===== DATA EXCERPTS

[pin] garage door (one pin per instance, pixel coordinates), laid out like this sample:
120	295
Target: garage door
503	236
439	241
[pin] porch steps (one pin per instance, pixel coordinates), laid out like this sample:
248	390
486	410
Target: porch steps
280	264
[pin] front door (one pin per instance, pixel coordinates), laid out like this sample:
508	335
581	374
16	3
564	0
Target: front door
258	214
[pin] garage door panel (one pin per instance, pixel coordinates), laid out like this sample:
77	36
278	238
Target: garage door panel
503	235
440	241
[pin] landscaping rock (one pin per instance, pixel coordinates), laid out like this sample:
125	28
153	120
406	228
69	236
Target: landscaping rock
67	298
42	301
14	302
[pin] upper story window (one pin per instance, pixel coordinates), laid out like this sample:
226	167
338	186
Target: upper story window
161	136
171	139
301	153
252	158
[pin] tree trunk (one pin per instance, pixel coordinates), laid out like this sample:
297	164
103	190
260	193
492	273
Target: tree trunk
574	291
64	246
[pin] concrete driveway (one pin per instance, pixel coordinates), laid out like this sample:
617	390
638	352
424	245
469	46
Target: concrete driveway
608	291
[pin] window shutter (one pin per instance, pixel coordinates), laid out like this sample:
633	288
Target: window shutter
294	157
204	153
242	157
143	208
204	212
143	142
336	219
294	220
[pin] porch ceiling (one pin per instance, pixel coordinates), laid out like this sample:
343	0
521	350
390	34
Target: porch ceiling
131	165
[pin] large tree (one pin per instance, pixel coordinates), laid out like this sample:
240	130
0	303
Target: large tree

==========

- [WORK TO DO] Repeat every record exactly as written, please.

- [SOLUTION]
[pin] garage door (one pin per instance, pixel coordinates), laid out like this sample:
120	295
Target: garage door
503	236
439	241
[pin] porch steps (one pin per instance, pixel coordinates), laid out like this sample:
248	390
486	410
Target: porch steps
280	264
[pin] front door (one pin per instance, pixel coordinates), laid out like this sample:
508	335
581	374
16	3
564	0
Target: front door
258	214
[pin] garage door panel (one pin per instance, pixel coordinates), laid out like this sample:
77	36
278	238
Target: garage door panel
503	235
440	241
[pin] landscaping rock (one pin per instance, pixel coordinates), laid out like this sample:
125	28
153	120
406	228
69	236
Target: landscaping rock
67	298
42	301
14	302
[pin] upper story window (one pin per instance, pixel coordinates), laid out like this sample:
226	167
338	186
Target: upper story window
161	136
171	139
301	153
252	158
[pin] tree trunk (one pin per instance, pixel coordinates), laid out like this sample:
297	164
103	190
260	193
492	273
Target: tree trunk
574	291
64	246
[pin] concrete driveway (one pin per instance, pixel coordinates), laid out like this sample:
617	390
638	352
424	245
469	46
Target: concrete driveway
608	291
[pin] window shutter (one pin per instance, pixel coordinates), laid out like this sample:
633	288
Target: window shutter
294	157
204	153
242	157
143	208
204	212
143	142
336	219
294	220
[pin] porch ceiling (one pin per instance, pixel coordinates), laid out like this sample:
343	0
521	350
390	34
Target: porch ceiling
131	165
[pin] large tree (one pin per instance, pixel coordinates), laid out like this sample:
240	130
0	303
Target: large tree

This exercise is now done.